提供テキスト:
:::
主に明治政府が、近代化のために高給を払って雇用した、欧米人を中心とする多数の外国人教師や技師のことを、「御雇外国人」と呼ぶ。「御」が付くのは「」が雇用したからであるが、今日では民間で雇い入れた外国人も御雇外国人の中に含めている。英文ではそのまま「ザ・ヤトイ」とも表記され、国際シンポジウムも開かれている。ユネスコ東アジア文化研究センターが編集した『資料御雇外国人』の名鑑に収録されている御雇外国人の人数は、明治初年から明治22年(1889)までで2,299人にも及んでいる。

さてケルネル田圃である。読者はもうお気づきになったと思うが、ケルネル田圃とは一人の御雇外国人の名前に因んでつけられた。当時の呼び方で、オスカル・ケルネル(Oscar Kellner)というドイツ人農芸化学者である。明治14年(1881)に来日し、同25年(1892)まで、約11年間にわたって駒場農学校で教鞭をとった。ケルネルの在日中における代表的な研究業績が、米作肥料試験である。
:::
指示内容:
御雇外国人とケルネル田圃についての文章を、最後の文の直後から書き継いでください。

提供データ:
:::
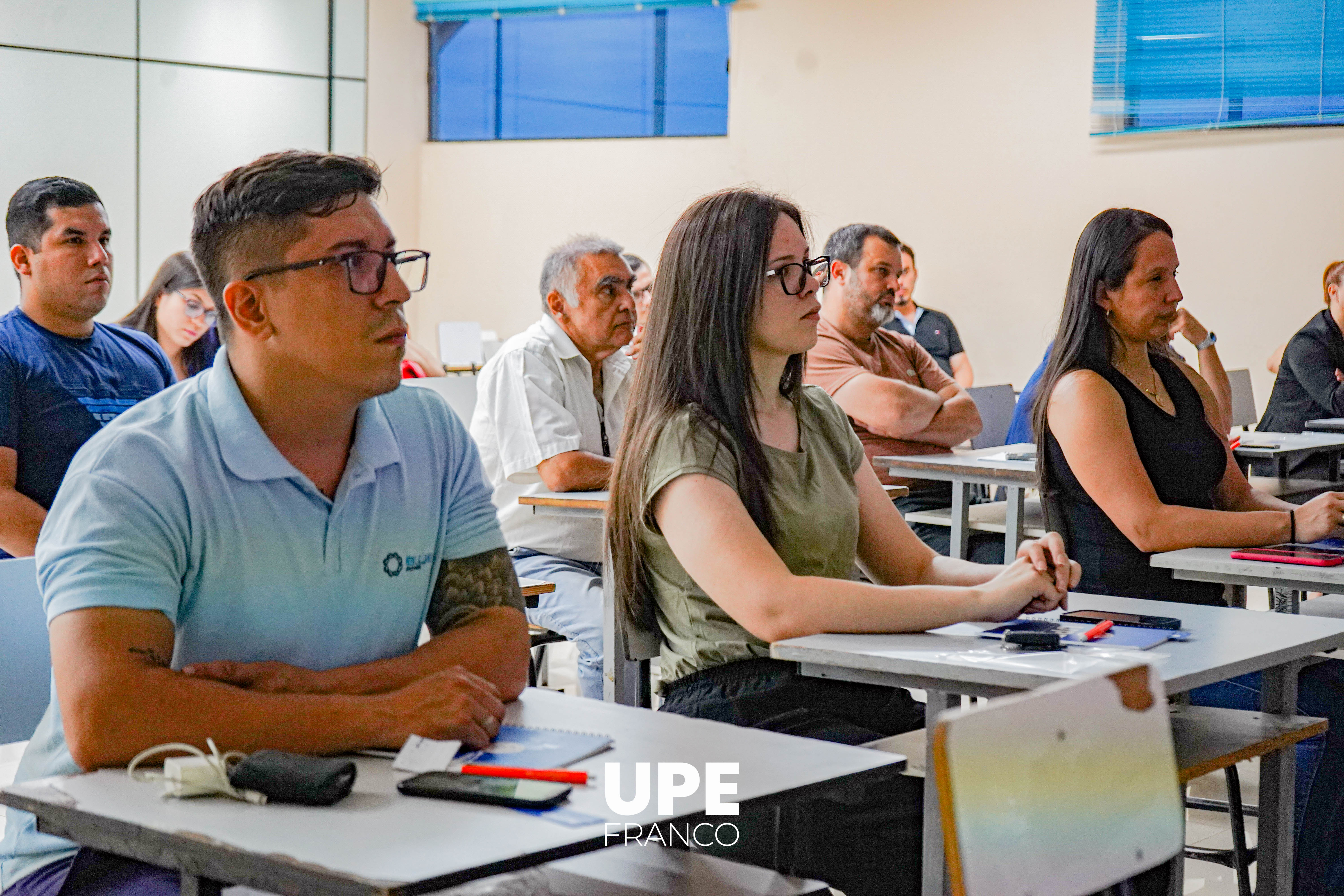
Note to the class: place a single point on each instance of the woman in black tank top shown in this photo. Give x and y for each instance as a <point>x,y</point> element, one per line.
<point>1185,460</point>
<point>1132,464</point>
:::
回答:
わが国の農芸化学の発祥

ところで、筑波大学附属駒場中・高等学校の前身は東京教育大学附属駒場中・高等学校で、遡れば昭和22年(1947)開校の東京農業教育専門学校附属中学校に行き着く。さらに、東京農業教育専門学校の前身は、東京帝国大学農科大学附属農業教員養成所(初代主事:横井時敬)である。東京帝国大学農科大学は、駒場農学校が東京山林学校と合併して東京農林学校となり、それがやがて帝国大学(京都に二つ目の帝国大学ができて、はじめて帝国大学となる)に分科大学の一つとして組み込まれて成立したものであった。

ケルネル田圃とは、もともと駒場農学校の水田(明治11年(1878)現在、水田面積は3,661坪[1.21ha])であり、ケルネルが米作肥料試験を実施した場所であった。近代日本における農芸化学研究の発祥は、この田圃と切っても切れない関係にある。ケルネルの研究は米作肥料試験に止まらず、多方面にわたった。研究助手の役割を果たした日本人研究者は、やがて日本を代表する農芸化学者となっていった。のちに東京帝国大学総長となる古在由直、古在とともに足尾鉱毒の研究で知られる長岡宗好等々である。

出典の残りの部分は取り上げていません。